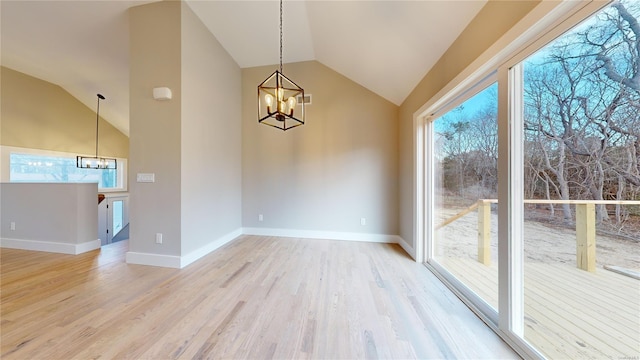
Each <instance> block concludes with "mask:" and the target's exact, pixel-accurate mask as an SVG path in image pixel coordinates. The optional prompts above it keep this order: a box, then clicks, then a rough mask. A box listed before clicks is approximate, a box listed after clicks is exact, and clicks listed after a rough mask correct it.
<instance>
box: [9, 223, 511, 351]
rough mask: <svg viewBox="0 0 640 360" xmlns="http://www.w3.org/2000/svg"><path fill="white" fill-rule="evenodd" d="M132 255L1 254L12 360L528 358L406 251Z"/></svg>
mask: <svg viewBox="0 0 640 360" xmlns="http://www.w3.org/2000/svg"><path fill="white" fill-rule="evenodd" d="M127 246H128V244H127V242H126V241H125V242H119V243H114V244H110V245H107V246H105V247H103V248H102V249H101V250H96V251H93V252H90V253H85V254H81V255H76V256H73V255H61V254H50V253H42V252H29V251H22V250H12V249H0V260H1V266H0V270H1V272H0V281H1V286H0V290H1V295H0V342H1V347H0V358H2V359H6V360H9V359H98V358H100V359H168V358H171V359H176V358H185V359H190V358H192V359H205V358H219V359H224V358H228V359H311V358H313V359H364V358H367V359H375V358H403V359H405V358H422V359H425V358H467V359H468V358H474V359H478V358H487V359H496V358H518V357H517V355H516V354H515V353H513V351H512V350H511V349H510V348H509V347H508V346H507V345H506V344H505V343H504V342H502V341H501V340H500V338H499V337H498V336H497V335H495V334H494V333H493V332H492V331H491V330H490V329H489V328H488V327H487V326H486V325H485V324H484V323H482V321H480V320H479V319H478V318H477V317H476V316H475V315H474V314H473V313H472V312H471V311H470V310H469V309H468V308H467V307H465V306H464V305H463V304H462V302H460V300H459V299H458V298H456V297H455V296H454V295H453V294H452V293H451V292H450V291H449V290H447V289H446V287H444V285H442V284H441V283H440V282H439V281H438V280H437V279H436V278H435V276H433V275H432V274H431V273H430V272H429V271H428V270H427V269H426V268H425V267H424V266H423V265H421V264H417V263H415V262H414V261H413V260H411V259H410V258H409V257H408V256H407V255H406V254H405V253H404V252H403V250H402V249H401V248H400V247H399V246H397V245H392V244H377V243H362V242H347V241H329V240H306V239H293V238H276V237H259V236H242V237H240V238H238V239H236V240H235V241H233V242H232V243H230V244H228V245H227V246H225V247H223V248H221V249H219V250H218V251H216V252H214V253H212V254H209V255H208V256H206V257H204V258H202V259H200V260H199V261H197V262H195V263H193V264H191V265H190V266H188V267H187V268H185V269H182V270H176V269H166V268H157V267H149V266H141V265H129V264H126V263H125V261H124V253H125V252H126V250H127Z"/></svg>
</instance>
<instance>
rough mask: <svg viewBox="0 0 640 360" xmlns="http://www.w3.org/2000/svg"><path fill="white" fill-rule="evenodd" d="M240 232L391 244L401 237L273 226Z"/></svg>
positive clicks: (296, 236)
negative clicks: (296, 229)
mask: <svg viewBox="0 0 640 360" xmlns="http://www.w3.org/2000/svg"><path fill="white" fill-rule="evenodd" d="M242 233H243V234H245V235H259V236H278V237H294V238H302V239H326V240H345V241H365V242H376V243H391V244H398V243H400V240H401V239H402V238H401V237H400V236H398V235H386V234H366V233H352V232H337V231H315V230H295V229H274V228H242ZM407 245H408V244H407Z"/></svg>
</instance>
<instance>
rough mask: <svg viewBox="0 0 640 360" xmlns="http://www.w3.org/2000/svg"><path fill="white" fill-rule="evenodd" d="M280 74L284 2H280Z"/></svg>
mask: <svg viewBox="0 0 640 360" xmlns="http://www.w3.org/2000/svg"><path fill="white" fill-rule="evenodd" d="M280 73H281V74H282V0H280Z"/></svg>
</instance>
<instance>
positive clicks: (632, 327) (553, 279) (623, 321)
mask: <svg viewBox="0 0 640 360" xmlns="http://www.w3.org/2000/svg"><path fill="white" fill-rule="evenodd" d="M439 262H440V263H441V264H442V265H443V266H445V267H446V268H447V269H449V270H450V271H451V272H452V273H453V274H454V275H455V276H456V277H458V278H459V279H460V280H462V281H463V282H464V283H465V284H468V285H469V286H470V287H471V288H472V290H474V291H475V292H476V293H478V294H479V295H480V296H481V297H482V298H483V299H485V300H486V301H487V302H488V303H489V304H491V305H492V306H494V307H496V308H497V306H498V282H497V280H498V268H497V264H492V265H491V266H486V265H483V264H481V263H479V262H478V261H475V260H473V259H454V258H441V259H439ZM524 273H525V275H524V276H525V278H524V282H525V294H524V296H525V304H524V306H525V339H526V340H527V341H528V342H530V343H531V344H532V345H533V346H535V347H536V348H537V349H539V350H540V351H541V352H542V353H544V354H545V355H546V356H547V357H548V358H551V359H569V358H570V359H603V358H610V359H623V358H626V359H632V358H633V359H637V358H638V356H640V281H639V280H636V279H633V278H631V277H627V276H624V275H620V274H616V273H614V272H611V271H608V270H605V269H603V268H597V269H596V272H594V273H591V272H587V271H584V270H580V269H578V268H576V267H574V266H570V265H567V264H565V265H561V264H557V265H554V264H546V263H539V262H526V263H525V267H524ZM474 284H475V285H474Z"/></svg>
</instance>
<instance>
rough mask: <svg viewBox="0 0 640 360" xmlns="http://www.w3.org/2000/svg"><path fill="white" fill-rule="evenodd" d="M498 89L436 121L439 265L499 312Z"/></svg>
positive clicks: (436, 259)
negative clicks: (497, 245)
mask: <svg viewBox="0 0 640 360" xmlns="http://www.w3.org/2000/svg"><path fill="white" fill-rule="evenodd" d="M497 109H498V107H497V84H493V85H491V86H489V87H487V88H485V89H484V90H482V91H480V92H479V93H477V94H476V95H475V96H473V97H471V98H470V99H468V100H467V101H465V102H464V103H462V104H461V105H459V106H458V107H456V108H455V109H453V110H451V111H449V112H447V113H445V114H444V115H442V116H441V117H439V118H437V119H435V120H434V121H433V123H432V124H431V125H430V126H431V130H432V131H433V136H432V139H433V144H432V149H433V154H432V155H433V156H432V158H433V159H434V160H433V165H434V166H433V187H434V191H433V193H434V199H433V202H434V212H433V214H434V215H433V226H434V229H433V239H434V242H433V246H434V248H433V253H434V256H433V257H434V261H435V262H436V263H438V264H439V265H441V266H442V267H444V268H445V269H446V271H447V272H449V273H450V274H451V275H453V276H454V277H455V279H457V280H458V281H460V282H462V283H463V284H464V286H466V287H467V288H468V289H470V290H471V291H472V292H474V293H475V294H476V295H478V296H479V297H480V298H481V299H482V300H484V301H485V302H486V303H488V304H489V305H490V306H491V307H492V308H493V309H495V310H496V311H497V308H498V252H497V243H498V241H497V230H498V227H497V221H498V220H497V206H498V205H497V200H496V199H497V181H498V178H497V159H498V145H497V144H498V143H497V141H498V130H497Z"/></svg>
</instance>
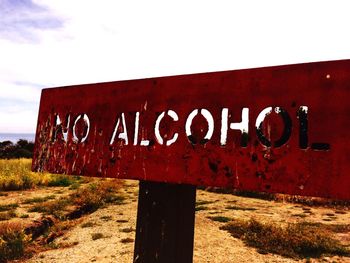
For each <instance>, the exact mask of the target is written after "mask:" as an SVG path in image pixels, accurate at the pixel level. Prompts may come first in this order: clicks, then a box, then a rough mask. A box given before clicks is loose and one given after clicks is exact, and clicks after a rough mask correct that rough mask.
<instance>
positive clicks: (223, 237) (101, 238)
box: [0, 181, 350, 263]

_Problem requirements_: Rewrite all the records above, replacing every occurrence of "rough mask" with "coarse mask" and changing nothing else, and omit the pictures from your answer.

_Worked solution_:
Each <instance> block concludes with "mask:" and the target's exact, pixel-accurate mask as an SVG path in image pixel coordinates. The optional prompts above it keep this order: a box, then clicks, then a coarse mask. A box listed before clicks is approximate, a box listed after clicks is exact, and clicks listed after a coarse mask correct it.
<instance>
box: [9, 223, 511, 351]
coarse mask: <svg viewBox="0 0 640 360" xmlns="http://www.w3.org/2000/svg"><path fill="white" fill-rule="evenodd" d="M132 255L1 254L12 360L528 358L406 251Z"/></svg>
mask: <svg viewBox="0 0 640 360" xmlns="http://www.w3.org/2000/svg"><path fill="white" fill-rule="evenodd" d="M127 246H128V244H127V242H126V241H125V242H119V243H114V244H110V245H107V246H105V247H103V248H102V249H101V250H96V251H93V252H90V253H85V254H81V255H76V256H73V255H61V254H50V253H42V252H29V251H22V250H12V249H0V260H1V266H0V270H1V272H0V281H1V286H0V290H1V295H0V342H1V347H0V358H2V359H6V360H9V359H98V358H100V359H168V358H171V359H176V358H185V359H190V358H192V359H205V358H219V359H224V358H228V359H311V358H313V359H364V358H367V359H375V358H403V359H405V358H422V359H425V358H467V359H468V358H474V359H478V358H487V359H496V358H518V357H517V355H516V354H515V353H513V351H512V350H511V349H510V348H509V347H508V346H507V345H506V344H505V343H504V342H502V341H501V340H500V338H499V337H498V336H497V335H495V334H494V333H493V332H492V331H491V330H490V329H489V328H488V327H487V326H486V325H485V324H484V323H482V321H480V320H479V319H478V318H477V317H476V316H475V315H474V314H473V313H472V312H471V311H470V310H469V309H468V308H467V307H465V306H464V305H463V304H462V302H460V300H459V299H458V298H456V297H455V296H454V295H453V294H452V293H451V292H450V291H449V290H447V289H446V287H444V285H442V284H441V283H440V282H439V281H438V280H437V279H436V278H435V276H433V275H432V274H431V273H430V272H429V271H428V270H427V269H426V268H425V267H424V266H423V265H421V264H417V263H415V262H414V261H413V260H411V259H410V258H409V257H408V256H407V255H406V254H405V253H404V252H403V250H402V249H401V248H400V247H399V246H397V245H392V244H377V243H362V242H347V241H329V240H306V239H293V238H276V237H259V236H242V237H240V238H238V239H236V240H235V241H233V242H232V243H230V244H228V245H227V246H225V247H223V248H221V249H219V250H218V251H216V252H214V253H212V254H209V255H208V256H206V257H204V258H202V259H200V260H199V261H197V262H195V263H193V264H191V265H190V266H188V267H187V268H185V269H182V270H176V269H166V268H157V267H149V266H141V265H129V264H126V263H125V261H124V253H125V252H126V250H127Z"/></svg>
</instance>
<instance>
coarse mask: <svg viewBox="0 0 640 360" xmlns="http://www.w3.org/2000/svg"><path fill="white" fill-rule="evenodd" d="M240 232L391 244L401 237L273 226Z"/></svg>
positive clicks: (296, 236)
negative clicks: (296, 229)
mask: <svg viewBox="0 0 640 360" xmlns="http://www.w3.org/2000/svg"><path fill="white" fill-rule="evenodd" d="M242 233H243V234H245V235H259V236H278V237H294V238H302V239H326V240H345V241H365V242H376V243H391V244H398V243H400V240H401V239H402V238H401V237H400V236H398V235H386V234H366V233H352V232H337V231H315V230H295V229H274V228H242ZM407 245H408V244H407Z"/></svg>
</instance>
<instance>
coarse mask: <svg viewBox="0 0 640 360" xmlns="http://www.w3.org/2000/svg"><path fill="white" fill-rule="evenodd" d="M280 74L284 2H280Z"/></svg>
mask: <svg viewBox="0 0 640 360" xmlns="http://www.w3.org/2000/svg"><path fill="white" fill-rule="evenodd" d="M280 73H281V74H282V0H280Z"/></svg>
</instance>
<instance>
positive clicks: (632, 327) (553, 279) (623, 321)
mask: <svg viewBox="0 0 640 360" xmlns="http://www.w3.org/2000/svg"><path fill="white" fill-rule="evenodd" d="M439 262H440V263H441V264H442V265H443V266H445V267H446V268H447V269H449V270H450V271H451V272H452V273H453V274H454V275H455V276H456V277H458V278H459V279H460V280H462V281H463V282H464V283H465V284H468V285H469V286H470V287H471V288H472V290H474V291H475V292H476V293H478V294H479V295H480V296H481V297H482V298H483V299H485V300H486V301H487V302H488V303H489V304H491V305H492V306H494V307H496V308H497V306H498V282H497V280H498V268H497V264H492V265H491V266H486V265H483V264H481V263H479V262H478V261H475V260H473V259H454V258H441V259H439ZM524 273H525V275H524V276H525V278H524V282H525V294H524V296H525V304H524V306H525V339H526V340H527V341H528V342H530V343H531V344H532V345H533V346H535V347H536V348H537V349H539V350H540V351H541V352H542V353H544V354H545V355H546V356H547V357H548V358H551V359H569V358H570V359H603V358H610V359H623V358H626V359H632V358H633V359H637V358H638V356H640V281H639V280H636V279H633V278H631V277H627V276H624V275H620V274H616V273H614V272H611V271H608V270H605V269H603V268H597V269H596V272H594V273H591V272H587V271H584V270H580V269H578V268H576V267H574V266H570V265H567V264H565V265H561V264H557V265H554V264H546V263H539V262H526V263H525V267H524ZM474 284H475V285H474Z"/></svg>
</instance>
<instance>
coarse mask: <svg viewBox="0 0 640 360" xmlns="http://www.w3.org/2000/svg"><path fill="white" fill-rule="evenodd" d="M498 89L436 121L439 265L499 312Z"/></svg>
positive clicks: (436, 259)
negative clicks: (497, 245)
mask: <svg viewBox="0 0 640 360" xmlns="http://www.w3.org/2000/svg"><path fill="white" fill-rule="evenodd" d="M497 109H498V107H497V84H493V85H491V86H489V87H487V88H485V89H484V90H482V91H480V92H479V93H477V94H476V95H475V96H473V97H471V98H470V99H468V100H467V101H465V102H464V103H462V104H461V105H459V106H458V107H456V108H455V109H453V110H451V111H449V112H447V113H445V114H444V115H442V116H441V117H439V118H437V119H435V120H434V121H433V123H432V124H431V125H430V126H431V130H432V131H433V136H432V139H433V144H432V149H433V154H432V155H433V156H432V158H433V159H434V160H433V165H434V166H433V187H434V191H433V193H434V199H433V202H434V212H433V214H434V215H433V226H434V229H433V239H434V242H433V246H434V248H433V253H434V256H433V257H434V261H435V262H436V263H438V264H439V265H441V266H442V267H444V268H445V269H446V271H447V272H449V273H450V274H451V275H453V276H454V277H455V279H457V280H458V281H460V282H462V283H463V284H464V286H466V287H467V288H468V289H470V290H471V291H472V292H474V293H475V294H476V295H478V296H479V297H480V298H481V299H482V300H484V301H485V302H486V303H488V304H489V305H490V306H491V307H492V308H493V309H495V310H496V311H497V308H498V252H497V243H498V241H497V230H498V227H497V221H498V220H497V206H498V205H497V200H496V199H497V181H498V178H497V159H498V145H497V144H498V143H497V141H498V130H497Z"/></svg>
</instance>
For each <instance>, the exact mask of the target is written after "mask:" as an SVG path in image pixels, accurate at the pixel level. Prompts may come first in this order: clicks, then a box, then a coarse mask. A box given before clicks is loose and one given after clicks is exact, and clicks after a coarse mask correct that coarse mask.
<instance>
positive clicks: (223, 237) (101, 238)
box: [0, 181, 350, 263]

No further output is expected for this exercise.